### Supplied passage
Scientific classification
- Kingdom: Animalia
- Phylum: Chordata
- Class: Mammalia
- Infraclass: Placentalia
- Order: Artiodactyla
- Infraorder: Cetacea
- Family: Delphinidae
- Subfamily: Delphininae
- Genus: Lagenodelphis Fraser, 1956
- Species: L. hosei
- Binomial name: Lagenodelphis hosei Fraser, 1956

= Fraser's dolphin =

- Genus: Lagenodelphis
- Species: hosei
- Authority: Fraser, 1956
- Conservation status: LC
- Parent authority: Fraser, 1956

Species of mammal

Fraser's dolphin or the Sarawak dolphin (Lagenodelphis hosei) is a cetacean in the family Delphinidae found in deep waters in the Pacific Ocean and to a lesser extent in the Indian and Atlantic Oceans.

==Taxonomy==
Lagenodelphis hosei is a species of the delphinid family, distinguished from other dolphins as a monotypic genus, Lagenodelphis.

In 1895, Charles E. Hose found a skull on a beach in Sarawak, Borneo. He donated it to the British Museum. The skull remained unstudied until 1956 when Francis Fraser examined it and concluded that it was similar to species in both the genera Lagenorhynchus and Delphinus but not the same as either. A new genus was created by simply merging these two names together. The specific name is given in Hose's honour.

### Study questions
• A. Reproduce everything in the Fraser's dolphin article from "Fraser's dolphin or" down to "and Atlantic Oceans.", renaming "deep waters" as "offshore waters".
• B. According to the Fraser's dolphin article, where did Charles E. Hose find the skull in 1895?
• C. Resume the Fraser's dolphin article after its last sentence.
The listing has nothing to do with the Fraser's dolphin article.

### Given data
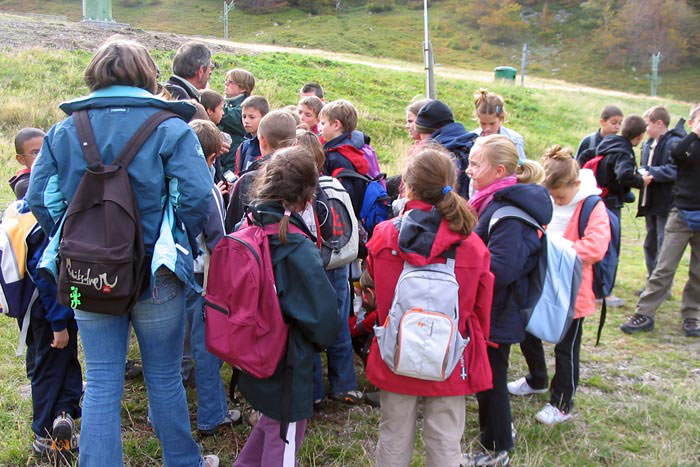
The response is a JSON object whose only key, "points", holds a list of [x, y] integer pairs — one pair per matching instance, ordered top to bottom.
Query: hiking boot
{"points": [[614, 302], [637, 323], [691, 327], [132, 370], [520, 387], [349, 397], [372, 398], [551, 415], [232, 417], [486, 458]]}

### Responses in order
• A.
Fraser's dolphin or the Sarawak dolphin (Lagenodelphis hosei) is a cetacean in the family Delphinidae found in offshore waters in the Pacific Ocean and to a lesser extent in the Indian and Atlantic Oceans.

• B. On a beach in Sarawak, Borneo.

• C.
It wasn't until 1971 that the whole body of a Fraser's dolphin, as it was by then becoming known, was discovered. At that time, washed-up specimens were found on Cocos Island in the eastern Pacific, in South Australia and in South Africa.

== Description ==
Fraser's dolphins are about 1 m long and 20 kg weight at birth, growing to 2.75 m and 200 kg by adulthood. They have a stocky build, a small fin in relation to the size of the body, as well as conspicuously small flippers.

The dorsal fin and beak are also shorter than other species of dolphin. The upper side is a gray-blue to gray-brown. A dirty cream-colored line runs along the flanks from the beak, above the eye, to the anus. There is a dark stripe under this line. The belly and throat are usually white, sometimes tinged pink. The lack of a prominent beak is a distinguishing characteristic of this dolphin. From a distance, however, it may be confused with the striped dolphin, which has a similar coloration and is found in the same regions.

Fraser's dolphins swim quickly in large, tightly-packed groups, numbering anywhere from 100 to 1,000 in number. Often porpoising, the groups chop up the water tremendously. The sight of seeing a large group fleeing from a fishing vessel has been reported as "very dramatic".

It is also unique in having the smallest genitalia of any open sea dolphin.

The species feeds on pelagic fish, squid and shrimp found some distance below the surface of the water (200 m to 500 m). Virtually no sunlight penetrates this depth, so feeding is carried out using echolocation alone.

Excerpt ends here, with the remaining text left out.